Document section:
• • • • • • •

Unless you're an expert on fossil insects I don't see your complaint Josh. Engel is the world authority. If he says its a bee its a bee. He has dedicated his life to fossil insects and evolution and has written books on the topics (Evolution of the Insects by Grimaldi and Engel 2005). 

DNA cannot be taken from this fossil. Neanderthal DNA can be collected and sequenced because there are physical bones and they are much younger specimens.

If the results are published by the CA academy of sciences, they are thoroughly vetted. Journalists typically aren't science literate and neither is their audience so they often don't give a clear picture of the research they report on.

Check out the article itself there is a lot more to it than the pic in the media report:

http://d.yimg.com/kq/groups/17598545/810934458/name/Apis+nearctica+2009.pdf


----------



## gmcharlie (May 9, 2009)

Josh Carmack said:


> I'm all behind science and the sorts, but something that really irritates me is how the scientific community will just accept things to be true, when these very same findings wouldn't hold up in court or any other type of real scrutiny. I'm just bothered by the methods scientist use today.

• • • • • • •

Provided records:
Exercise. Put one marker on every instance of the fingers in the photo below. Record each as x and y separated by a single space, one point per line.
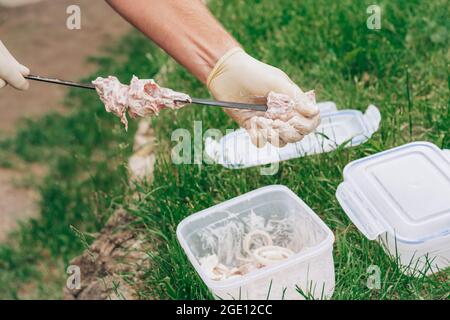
24 70
304 125
286 132
17 80
11 71
304 103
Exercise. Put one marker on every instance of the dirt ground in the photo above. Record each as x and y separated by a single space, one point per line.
37 35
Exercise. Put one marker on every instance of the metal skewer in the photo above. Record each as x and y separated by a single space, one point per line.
222 104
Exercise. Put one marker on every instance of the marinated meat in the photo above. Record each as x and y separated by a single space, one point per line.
143 97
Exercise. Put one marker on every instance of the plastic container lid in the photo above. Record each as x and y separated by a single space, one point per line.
404 191
350 127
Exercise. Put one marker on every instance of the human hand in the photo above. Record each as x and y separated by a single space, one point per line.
11 71
238 77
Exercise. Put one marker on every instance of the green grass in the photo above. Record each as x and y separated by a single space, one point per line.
403 69
86 154
323 45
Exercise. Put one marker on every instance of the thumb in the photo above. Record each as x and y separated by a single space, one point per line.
303 104
24 70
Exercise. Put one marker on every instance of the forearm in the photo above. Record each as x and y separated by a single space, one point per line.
186 30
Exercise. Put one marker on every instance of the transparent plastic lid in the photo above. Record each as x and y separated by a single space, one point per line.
405 191
350 127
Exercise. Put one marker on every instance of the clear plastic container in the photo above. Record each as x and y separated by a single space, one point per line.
220 230
401 197
337 127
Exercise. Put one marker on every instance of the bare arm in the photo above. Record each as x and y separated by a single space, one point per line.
186 30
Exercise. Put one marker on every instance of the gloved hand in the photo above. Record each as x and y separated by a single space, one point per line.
238 77
11 71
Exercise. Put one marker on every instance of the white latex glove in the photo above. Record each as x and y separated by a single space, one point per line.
11 71
238 77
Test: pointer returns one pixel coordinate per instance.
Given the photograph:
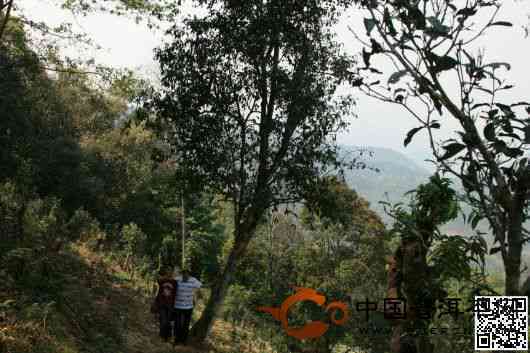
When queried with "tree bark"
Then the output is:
(202, 327)
(512, 263)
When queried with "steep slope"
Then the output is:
(98, 309)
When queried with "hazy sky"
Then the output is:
(384, 125)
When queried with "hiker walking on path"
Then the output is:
(184, 305)
(164, 302)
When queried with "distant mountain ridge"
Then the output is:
(397, 175)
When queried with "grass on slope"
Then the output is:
(92, 307)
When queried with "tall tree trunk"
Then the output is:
(408, 275)
(512, 263)
(202, 327)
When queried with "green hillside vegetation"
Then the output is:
(227, 167)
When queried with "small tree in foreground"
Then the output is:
(248, 102)
(430, 45)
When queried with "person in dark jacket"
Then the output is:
(165, 299)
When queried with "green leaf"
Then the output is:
(451, 150)
(411, 134)
(489, 132)
(496, 65)
(369, 25)
(417, 17)
(366, 57)
(388, 22)
(445, 63)
(435, 125)
(495, 250)
(394, 78)
(376, 47)
(513, 152)
(502, 23)
(475, 220)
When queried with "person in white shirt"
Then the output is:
(184, 305)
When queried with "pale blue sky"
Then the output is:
(130, 45)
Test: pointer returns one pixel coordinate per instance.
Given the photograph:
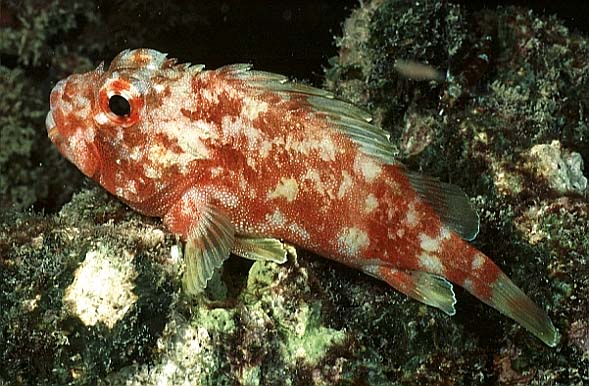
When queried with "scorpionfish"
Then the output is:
(241, 161)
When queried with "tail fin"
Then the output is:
(513, 302)
(489, 284)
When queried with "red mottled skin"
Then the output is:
(270, 160)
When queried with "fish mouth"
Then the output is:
(52, 131)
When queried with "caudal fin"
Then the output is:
(485, 280)
(507, 298)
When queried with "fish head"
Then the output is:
(108, 122)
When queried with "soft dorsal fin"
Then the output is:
(449, 202)
(344, 117)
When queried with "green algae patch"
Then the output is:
(308, 340)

• • • • • • •

Problem set:
**A.** Quote the fossil bee thread, starting with the words "DNA cannot be" and ending after "much younger specimens.".
**B.** In the fossil bee thread, who are named as the authors of Evolution of the Insects?
This material comes from a different source than the forum thread.

Results in order:
**A.**
DNA cannot be taken from this fossil. Neanderthal DNA can be collected and sequenced because there are physical bones and they are much younger specimens.

**B.** Grimaldi and Engel.